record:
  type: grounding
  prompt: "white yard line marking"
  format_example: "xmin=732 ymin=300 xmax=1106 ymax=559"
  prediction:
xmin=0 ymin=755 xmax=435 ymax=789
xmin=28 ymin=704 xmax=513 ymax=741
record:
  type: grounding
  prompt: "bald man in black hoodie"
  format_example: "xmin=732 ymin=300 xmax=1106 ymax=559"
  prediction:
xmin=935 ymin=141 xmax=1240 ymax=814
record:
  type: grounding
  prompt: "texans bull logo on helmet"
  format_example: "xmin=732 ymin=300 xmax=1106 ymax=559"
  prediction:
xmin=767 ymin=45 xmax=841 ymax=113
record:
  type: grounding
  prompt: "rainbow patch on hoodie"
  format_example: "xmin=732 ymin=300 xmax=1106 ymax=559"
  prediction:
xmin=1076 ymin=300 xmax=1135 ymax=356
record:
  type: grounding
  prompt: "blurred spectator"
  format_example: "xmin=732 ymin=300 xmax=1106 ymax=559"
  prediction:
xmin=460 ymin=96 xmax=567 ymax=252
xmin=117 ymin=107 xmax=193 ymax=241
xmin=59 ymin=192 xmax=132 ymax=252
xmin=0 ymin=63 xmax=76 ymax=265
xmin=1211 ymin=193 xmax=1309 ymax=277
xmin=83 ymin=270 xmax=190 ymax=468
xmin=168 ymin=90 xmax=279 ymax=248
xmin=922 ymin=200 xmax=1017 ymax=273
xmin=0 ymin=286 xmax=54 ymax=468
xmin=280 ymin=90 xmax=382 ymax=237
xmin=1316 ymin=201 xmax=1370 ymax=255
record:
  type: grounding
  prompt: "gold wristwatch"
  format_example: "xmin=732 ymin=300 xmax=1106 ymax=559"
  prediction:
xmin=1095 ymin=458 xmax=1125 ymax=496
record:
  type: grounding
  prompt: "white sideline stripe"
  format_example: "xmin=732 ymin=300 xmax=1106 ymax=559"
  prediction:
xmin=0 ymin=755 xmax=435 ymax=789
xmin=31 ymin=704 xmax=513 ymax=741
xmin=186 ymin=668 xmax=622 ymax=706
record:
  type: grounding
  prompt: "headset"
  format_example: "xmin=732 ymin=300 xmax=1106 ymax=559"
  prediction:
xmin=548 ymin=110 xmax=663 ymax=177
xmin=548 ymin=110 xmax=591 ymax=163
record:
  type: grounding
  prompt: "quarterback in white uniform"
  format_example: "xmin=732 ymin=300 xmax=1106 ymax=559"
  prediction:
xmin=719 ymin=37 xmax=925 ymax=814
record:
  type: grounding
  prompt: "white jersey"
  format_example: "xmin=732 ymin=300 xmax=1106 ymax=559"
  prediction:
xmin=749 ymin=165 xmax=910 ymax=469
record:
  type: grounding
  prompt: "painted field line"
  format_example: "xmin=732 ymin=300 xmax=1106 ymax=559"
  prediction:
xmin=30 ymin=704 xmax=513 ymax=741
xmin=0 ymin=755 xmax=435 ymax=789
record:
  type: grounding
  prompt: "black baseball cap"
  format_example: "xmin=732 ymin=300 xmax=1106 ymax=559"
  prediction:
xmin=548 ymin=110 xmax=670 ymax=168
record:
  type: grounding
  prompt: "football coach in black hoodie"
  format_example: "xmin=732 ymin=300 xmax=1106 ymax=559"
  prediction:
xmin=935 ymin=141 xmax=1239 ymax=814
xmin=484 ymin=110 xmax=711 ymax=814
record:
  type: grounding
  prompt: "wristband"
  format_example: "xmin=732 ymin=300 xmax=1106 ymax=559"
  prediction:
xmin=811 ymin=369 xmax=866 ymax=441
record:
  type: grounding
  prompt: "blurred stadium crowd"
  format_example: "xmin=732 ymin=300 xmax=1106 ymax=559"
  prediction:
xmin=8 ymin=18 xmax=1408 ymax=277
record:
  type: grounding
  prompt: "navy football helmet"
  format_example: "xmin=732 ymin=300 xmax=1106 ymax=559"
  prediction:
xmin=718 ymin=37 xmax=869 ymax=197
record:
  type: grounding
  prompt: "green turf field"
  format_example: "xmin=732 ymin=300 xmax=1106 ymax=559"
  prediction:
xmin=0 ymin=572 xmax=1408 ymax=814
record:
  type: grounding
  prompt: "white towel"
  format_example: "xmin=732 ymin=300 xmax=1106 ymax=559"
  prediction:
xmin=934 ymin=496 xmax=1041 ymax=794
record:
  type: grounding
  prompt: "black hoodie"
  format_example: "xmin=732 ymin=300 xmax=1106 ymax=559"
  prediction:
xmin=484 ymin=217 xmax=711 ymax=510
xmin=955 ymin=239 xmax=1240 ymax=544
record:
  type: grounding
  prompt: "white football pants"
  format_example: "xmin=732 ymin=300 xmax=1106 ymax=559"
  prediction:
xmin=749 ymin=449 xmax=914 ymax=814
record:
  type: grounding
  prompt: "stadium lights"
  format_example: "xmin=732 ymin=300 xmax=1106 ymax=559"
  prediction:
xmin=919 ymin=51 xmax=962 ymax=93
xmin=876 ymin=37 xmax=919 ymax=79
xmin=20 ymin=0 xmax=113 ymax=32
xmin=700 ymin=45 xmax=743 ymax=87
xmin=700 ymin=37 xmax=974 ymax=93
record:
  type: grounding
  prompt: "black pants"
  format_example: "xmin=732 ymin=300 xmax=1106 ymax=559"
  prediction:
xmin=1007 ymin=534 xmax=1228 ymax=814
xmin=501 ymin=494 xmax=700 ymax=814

...

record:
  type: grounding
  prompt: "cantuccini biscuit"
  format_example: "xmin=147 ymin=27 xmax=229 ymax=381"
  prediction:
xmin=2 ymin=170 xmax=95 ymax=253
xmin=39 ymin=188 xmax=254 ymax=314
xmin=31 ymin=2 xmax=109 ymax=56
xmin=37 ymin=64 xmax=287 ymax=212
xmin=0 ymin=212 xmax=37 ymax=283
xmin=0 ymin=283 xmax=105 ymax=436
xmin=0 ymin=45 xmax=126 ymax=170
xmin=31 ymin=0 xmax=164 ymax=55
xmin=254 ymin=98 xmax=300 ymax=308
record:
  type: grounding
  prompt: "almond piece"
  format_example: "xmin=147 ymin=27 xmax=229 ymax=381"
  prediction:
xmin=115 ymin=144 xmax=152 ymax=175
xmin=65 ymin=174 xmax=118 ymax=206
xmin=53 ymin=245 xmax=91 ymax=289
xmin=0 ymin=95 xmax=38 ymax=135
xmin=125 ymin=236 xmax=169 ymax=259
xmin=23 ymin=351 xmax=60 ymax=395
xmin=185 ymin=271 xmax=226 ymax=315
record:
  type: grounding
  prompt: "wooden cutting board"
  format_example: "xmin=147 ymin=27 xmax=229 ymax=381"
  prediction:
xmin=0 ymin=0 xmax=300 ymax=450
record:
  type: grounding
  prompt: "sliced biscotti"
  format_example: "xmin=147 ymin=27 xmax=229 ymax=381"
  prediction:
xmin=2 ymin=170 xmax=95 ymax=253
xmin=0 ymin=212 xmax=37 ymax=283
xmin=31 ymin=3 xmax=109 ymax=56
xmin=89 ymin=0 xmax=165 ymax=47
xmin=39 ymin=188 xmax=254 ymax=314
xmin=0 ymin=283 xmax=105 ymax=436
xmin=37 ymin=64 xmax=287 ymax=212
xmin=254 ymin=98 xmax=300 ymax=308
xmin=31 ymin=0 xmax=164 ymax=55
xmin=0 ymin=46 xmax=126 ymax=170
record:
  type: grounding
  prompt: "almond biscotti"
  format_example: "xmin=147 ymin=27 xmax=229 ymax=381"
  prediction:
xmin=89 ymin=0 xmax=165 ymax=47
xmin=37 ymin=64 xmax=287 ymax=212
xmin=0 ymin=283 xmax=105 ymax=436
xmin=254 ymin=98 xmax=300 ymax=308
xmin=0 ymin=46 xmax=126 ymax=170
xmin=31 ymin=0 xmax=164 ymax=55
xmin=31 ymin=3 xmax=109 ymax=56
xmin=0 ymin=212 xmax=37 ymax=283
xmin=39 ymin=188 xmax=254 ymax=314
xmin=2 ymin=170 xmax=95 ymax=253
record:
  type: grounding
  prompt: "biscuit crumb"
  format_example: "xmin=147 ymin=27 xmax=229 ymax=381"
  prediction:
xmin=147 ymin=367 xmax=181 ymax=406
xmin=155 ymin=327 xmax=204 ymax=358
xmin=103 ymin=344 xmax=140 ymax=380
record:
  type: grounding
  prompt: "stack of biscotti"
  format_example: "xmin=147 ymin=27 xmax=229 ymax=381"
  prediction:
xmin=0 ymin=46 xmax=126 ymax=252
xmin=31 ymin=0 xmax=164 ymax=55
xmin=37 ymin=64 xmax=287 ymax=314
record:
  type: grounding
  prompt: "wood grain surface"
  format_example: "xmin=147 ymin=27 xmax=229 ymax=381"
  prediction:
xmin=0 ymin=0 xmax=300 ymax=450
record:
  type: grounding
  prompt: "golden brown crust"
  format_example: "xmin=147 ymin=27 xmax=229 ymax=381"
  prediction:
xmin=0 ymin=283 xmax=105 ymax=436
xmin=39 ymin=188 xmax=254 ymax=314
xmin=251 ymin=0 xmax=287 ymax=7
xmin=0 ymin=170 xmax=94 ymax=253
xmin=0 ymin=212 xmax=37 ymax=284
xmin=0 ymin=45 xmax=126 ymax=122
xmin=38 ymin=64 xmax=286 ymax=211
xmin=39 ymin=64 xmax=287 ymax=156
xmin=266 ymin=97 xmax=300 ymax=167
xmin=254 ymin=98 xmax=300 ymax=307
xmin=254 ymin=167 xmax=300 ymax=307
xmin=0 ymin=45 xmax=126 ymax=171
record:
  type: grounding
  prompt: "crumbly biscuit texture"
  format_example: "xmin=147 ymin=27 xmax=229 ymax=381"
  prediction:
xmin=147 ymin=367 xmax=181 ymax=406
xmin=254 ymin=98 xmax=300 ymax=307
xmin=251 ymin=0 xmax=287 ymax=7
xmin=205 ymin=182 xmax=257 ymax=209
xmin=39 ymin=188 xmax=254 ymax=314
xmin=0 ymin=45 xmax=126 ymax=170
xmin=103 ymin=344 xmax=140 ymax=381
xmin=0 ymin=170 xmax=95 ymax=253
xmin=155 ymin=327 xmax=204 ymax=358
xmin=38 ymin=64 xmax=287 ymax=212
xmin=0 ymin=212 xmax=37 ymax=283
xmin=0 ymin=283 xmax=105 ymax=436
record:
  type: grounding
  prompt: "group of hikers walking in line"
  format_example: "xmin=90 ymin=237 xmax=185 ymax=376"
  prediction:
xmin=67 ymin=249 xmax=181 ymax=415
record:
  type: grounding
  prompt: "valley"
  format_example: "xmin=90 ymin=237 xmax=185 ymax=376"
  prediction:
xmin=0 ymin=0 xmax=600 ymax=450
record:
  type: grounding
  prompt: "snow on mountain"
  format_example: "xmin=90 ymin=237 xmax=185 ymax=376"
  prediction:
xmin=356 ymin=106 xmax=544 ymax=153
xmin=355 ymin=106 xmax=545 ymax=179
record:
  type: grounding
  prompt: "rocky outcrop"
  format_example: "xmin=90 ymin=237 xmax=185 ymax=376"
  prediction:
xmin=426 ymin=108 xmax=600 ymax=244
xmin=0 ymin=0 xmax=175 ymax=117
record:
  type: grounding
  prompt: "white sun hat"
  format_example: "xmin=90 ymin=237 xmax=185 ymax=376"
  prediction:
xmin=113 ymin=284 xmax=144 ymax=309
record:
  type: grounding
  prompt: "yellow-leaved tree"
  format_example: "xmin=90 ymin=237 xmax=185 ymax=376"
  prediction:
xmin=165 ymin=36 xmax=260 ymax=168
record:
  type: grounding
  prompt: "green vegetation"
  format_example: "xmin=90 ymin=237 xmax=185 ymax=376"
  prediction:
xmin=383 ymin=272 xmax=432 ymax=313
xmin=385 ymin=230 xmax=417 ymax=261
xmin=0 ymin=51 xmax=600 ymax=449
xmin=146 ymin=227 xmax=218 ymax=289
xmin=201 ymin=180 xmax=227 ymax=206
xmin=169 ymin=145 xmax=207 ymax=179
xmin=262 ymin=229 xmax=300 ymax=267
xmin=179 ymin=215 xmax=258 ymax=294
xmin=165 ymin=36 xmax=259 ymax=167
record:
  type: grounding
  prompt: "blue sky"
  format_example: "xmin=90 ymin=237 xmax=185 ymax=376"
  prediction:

---

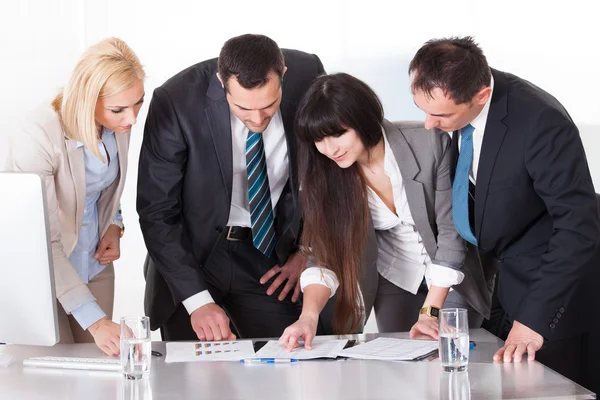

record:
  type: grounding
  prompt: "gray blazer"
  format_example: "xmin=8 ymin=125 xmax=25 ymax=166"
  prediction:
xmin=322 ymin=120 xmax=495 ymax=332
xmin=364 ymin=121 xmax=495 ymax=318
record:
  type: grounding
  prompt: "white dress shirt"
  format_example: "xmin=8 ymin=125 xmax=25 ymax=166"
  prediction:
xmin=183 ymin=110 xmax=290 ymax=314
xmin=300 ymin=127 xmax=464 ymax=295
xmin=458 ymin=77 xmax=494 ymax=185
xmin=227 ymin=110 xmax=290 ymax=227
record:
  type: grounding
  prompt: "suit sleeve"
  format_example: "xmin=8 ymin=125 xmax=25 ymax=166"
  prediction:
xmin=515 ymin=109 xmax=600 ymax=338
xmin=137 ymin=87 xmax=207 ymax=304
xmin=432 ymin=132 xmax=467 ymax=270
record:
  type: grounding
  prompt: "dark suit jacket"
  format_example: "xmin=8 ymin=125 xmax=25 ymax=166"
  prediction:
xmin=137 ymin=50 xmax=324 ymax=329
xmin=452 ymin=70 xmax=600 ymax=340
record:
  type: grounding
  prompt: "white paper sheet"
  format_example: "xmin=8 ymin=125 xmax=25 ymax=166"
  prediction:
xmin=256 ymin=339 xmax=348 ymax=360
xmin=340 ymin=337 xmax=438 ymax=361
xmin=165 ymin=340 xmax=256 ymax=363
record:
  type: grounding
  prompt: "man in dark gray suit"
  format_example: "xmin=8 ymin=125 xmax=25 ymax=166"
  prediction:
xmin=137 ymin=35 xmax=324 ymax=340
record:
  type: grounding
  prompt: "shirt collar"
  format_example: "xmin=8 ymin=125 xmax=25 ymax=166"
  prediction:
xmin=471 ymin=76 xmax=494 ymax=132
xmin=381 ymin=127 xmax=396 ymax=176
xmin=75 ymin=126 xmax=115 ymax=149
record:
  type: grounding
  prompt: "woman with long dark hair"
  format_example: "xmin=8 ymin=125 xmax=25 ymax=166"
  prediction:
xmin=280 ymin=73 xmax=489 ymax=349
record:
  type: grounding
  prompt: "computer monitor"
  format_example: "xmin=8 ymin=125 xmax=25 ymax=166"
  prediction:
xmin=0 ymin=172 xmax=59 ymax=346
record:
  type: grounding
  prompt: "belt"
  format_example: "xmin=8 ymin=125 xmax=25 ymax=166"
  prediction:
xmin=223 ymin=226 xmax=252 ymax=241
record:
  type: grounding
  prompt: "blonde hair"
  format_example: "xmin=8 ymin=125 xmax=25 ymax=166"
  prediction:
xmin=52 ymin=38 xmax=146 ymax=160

- [Exercise instructions]: Return every line of the records above that contains the word "stadium", matching case exactly.

- [Response for this exercise]:
  prompt: "blurred stadium crowd"
  prompt: "stadium lights"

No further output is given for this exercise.